TASK OBJECTIVE: Give back every line exactly as it appears, pictures excluded.

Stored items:
++++++++
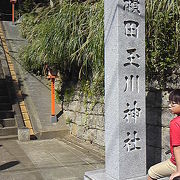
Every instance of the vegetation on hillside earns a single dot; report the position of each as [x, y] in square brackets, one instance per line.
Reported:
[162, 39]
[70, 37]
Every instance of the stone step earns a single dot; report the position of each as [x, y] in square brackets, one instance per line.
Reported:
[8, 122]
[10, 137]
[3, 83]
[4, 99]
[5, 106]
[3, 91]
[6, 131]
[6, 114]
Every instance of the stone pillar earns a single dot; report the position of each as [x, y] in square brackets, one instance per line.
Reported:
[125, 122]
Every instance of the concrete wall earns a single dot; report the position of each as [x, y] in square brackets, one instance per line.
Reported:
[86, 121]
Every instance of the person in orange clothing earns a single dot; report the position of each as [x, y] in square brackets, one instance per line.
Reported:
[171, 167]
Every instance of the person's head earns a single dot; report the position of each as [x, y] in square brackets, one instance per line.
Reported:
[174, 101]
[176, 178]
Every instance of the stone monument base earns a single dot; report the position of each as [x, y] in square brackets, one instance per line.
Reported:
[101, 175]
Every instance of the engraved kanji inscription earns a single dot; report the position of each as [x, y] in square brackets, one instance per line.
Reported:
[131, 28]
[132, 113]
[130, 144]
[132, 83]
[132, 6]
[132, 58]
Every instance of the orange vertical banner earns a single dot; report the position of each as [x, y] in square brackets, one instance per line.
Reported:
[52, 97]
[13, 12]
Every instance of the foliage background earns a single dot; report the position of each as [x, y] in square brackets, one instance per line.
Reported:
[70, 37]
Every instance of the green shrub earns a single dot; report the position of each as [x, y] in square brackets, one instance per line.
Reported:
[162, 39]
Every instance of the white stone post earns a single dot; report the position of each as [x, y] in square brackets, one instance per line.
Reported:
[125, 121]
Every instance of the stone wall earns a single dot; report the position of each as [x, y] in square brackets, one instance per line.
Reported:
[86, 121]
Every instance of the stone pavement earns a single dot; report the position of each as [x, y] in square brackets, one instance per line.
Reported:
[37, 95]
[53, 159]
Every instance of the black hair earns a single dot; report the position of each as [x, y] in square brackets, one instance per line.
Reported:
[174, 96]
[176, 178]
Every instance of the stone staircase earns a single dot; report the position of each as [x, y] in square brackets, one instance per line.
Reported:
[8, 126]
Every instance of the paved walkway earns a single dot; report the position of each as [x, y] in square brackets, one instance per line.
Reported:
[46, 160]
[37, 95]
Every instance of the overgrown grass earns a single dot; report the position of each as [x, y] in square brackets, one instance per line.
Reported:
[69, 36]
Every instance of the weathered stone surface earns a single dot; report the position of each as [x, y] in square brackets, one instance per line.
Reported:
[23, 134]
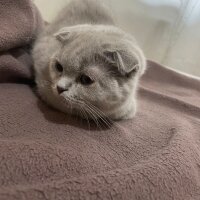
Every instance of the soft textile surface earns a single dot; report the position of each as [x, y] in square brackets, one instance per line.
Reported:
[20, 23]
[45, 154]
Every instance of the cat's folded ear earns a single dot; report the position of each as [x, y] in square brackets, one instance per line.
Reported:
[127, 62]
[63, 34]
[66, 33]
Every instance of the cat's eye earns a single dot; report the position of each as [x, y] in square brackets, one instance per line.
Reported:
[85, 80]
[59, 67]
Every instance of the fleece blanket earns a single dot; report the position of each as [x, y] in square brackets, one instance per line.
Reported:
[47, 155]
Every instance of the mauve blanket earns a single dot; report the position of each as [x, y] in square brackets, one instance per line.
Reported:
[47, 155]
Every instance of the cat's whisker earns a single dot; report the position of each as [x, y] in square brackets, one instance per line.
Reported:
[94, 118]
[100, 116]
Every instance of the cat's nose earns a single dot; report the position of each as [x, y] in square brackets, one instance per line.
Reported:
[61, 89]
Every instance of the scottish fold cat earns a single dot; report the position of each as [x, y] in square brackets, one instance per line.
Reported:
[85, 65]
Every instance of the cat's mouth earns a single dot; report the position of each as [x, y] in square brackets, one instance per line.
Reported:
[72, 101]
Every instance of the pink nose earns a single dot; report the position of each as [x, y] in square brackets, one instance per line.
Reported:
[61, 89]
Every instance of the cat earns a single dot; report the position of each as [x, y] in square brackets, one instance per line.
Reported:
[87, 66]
++++++++
ANSWER TO THE PROBLEM:
Every instance of the vegetation on hillside earns a single dot; report the position of each as [x, y] in square brackets, one instance per line.
Reported:
[162, 39]
[70, 37]
Every instance of the stone step earns a single dot; report the position of each as [x, y] in square brackets, one instance per line.
Reported:
[8, 122]
[10, 137]
[3, 83]
[4, 99]
[5, 106]
[3, 91]
[6, 131]
[6, 114]
Every instance of the stone pillar earns a single dot; report the position of each as [x, y] in square brackets, one instance per line.
Reported:
[125, 122]
Every instance of the concrete wall earns a single dot; report the position of each as [x, y] in square brackets, one instance per line.
Reported:
[86, 121]
Every instance of the person in orange clothing earns a single dot; report the position of each as [x, y] in square brackets, one instance per line.
Reported:
[171, 167]
Every instance of the person's head earns a single dot; report the position of each as [x, y] in square brackets, one instance per line.
Reported:
[174, 101]
[176, 178]
Every instance of the stone monument base earns a single dot; report the position of each as [x, y] in square brackets, one instance per line.
Reported:
[101, 175]
Every instance of the engraved kanji inscription earns a single dot; report the position of each as [x, y] in square brackets, one instance per line.
Reported:
[131, 28]
[132, 113]
[130, 144]
[132, 83]
[132, 6]
[132, 58]
Every instance of the orange vertical banner earns a single dot; report the position of each as [x, y] in square brackets, one instance per line.
Reported:
[52, 97]
[13, 12]
Every instance of the foliage background earns a single dot; report the position of each as [x, y] in square brackets, one instance per line.
Reported:
[70, 37]
Every instance of the green shrub earns a single dot; report the position of each as [x, y] in square brackets, one instance per line.
Reported:
[162, 39]
Every instance of the white stone post earns a single dot; report the position of each as [x, y] in square brackets, one instance per line.
Reported:
[125, 121]
Every instance of the stone wall earns a single dot; report the position of each as [x, y] in square brackets, one instance per line.
Reported:
[86, 121]
Every instance of the stone pavement earns a single dot; report the position of each as [x, y] in square brackets, one instance per line.
Reported:
[37, 95]
[53, 159]
Every instance of the black hair earns a single dot; report the position of each as [x, y] in square brackets, one instance per line.
Reported:
[174, 96]
[176, 178]
Every instance of the stone staircase earns a single dot; report the position of each as [x, y] in square brackets, one instance per line.
Reported:
[8, 126]
Every instance of the paved walkway earns a single dot; report the position of each as [x, y] in square brackets, one instance per line.
Reported:
[46, 160]
[37, 95]
Every instance of the overgrown grass earns a single dot; report the position of each as [x, y] in square brackets, one instance per line.
Reported:
[69, 36]
Every instance of the weathered stone surface earns a single dot; report the position of each as [x, y] in square brackets, one instance per line.
Reported:
[23, 134]
Every instance of the soft textile surface earns a single dot; report the position of each as [x, y] in square brackets, one instance per line.
Reported:
[20, 23]
[45, 154]
Every instance of the cat's folded ear earns a single dot; report the position of each as [x, y] in square brackets, one instance per line.
Reported:
[127, 62]
[63, 34]
[66, 33]
Every instance of the cat's eye earns a single dot; report the position of each as [x, y] in square brackets, one instance per line.
Reported:
[85, 80]
[59, 67]
Every instance of the fleece blanket earns a single dot; report the position of each as [x, y] in square brackets, one instance per line.
Reported:
[47, 155]
Every instance of the mauve blanket earns a single dot; report the position of each as [x, y] in square brackets, one instance per line.
Reported:
[47, 155]
Every instance of the cat's whisker earns a single dot; report the position of each as [x, y] in square brackets, one instance per line.
Reported:
[94, 118]
[100, 116]
Every instance of the cat's nose earns a single dot; report the position of each as [x, y] in square brackets, one instance per line.
Reported:
[61, 89]
Every instance of the scottish fold cat earns a single dot; report the position of each as [x, y] in square brackets, one instance per line.
Reported:
[85, 65]
Every instance of the cat's mouth earns a single dot; report the position of each as [x, y] in square brackets, one instance per line.
Reported:
[72, 101]
Every instance of the pink nose earns a single dot; report the position of each as [x, y] in square brackets, one instance per line.
Reported:
[61, 89]
Every instance of the cat earns a single dot; report the position of each as [x, y] in square brackets, one instance per line.
Reported:
[87, 66]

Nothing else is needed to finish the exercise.